PROMPT: Please return only the lines between the line with "pin the dirt shoulder, one dot per instance" and the final line of the entries, both included, and exclude pictures.
INPUT below:
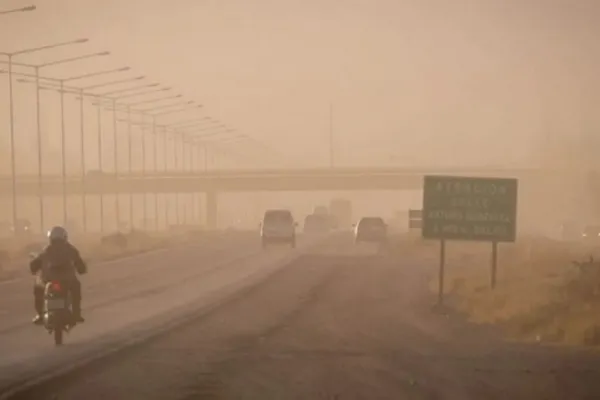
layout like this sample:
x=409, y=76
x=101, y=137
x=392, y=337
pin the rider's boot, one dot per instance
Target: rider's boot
x=39, y=309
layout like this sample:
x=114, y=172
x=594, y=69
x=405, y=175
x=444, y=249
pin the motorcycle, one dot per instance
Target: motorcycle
x=58, y=315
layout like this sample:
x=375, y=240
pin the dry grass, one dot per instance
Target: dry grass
x=540, y=294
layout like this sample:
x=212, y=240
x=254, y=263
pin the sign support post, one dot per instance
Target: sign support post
x=494, y=263
x=441, y=273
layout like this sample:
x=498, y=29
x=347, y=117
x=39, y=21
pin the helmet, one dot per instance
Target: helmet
x=58, y=234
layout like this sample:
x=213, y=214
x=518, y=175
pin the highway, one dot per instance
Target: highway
x=326, y=320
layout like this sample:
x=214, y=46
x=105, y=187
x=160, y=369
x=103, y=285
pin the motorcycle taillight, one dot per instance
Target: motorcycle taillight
x=56, y=286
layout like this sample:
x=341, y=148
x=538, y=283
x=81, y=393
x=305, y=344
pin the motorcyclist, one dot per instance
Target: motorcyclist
x=59, y=260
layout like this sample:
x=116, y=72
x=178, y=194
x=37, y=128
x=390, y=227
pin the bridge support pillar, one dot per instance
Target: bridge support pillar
x=211, y=210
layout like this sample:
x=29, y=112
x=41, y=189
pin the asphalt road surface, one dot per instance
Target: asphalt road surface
x=325, y=321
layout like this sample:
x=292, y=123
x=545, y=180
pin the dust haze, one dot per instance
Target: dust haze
x=412, y=84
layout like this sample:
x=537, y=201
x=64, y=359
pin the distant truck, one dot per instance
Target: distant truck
x=341, y=212
x=320, y=210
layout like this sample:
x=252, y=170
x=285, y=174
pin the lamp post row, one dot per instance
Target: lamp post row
x=62, y=88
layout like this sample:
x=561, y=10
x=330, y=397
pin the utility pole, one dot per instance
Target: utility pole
x=331, y=160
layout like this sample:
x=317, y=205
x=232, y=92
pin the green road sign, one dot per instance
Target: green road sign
x=462, y=208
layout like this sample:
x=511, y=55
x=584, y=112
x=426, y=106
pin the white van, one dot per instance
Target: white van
x=278, y=226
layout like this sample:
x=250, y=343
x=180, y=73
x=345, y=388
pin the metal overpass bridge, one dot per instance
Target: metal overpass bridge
x=252, y=180
x=219, y=181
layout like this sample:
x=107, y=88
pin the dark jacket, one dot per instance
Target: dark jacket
x=58, y=261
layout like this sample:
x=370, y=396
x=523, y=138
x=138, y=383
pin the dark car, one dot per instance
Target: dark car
x=315, y=223
x=591, y=232
x=371, y=230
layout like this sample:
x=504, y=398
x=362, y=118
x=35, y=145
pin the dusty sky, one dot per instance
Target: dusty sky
x=412, y=82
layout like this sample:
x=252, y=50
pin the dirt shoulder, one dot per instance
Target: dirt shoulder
x=540, y=294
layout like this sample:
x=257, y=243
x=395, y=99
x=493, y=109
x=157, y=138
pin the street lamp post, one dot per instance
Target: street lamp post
x=16, y=10
x=38, y=87
x=10, y=60
x=63, y=130
x=99, y=111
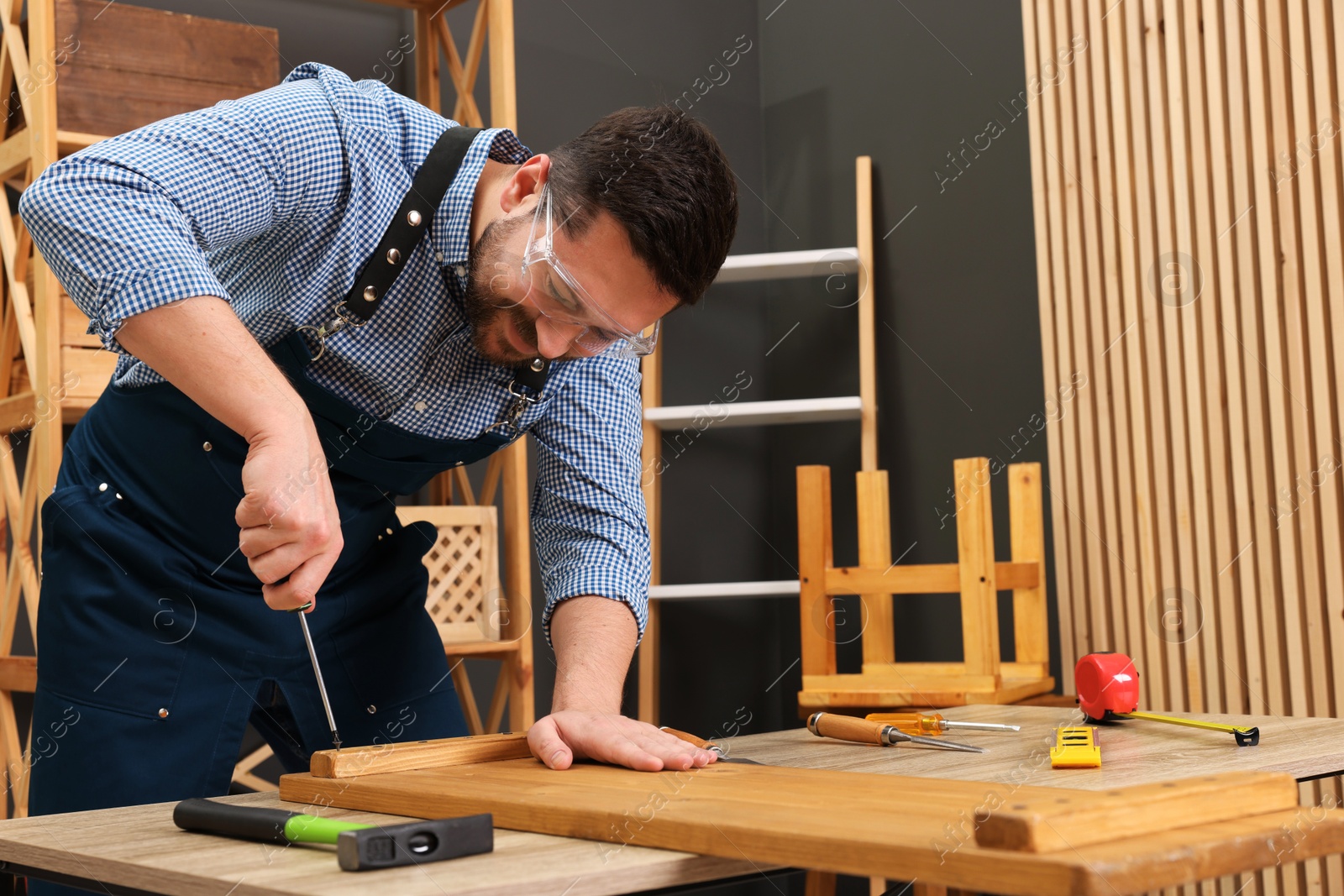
End of INPUT.
WRITTEN RESPONSE:
pin the dirt shoulder, one dot per instance
Target: dirt shoulder
x=540, y=294
layout like this sample:
x=257, y=243
x=395, y=99
x=493, y=109
x=157, y=138
pin the street lamp post, one dot per instance
Target: street lamp post
x=16, y=10
x=38, y=87
x=10, y=60
x=63, y=130
x=99, y=111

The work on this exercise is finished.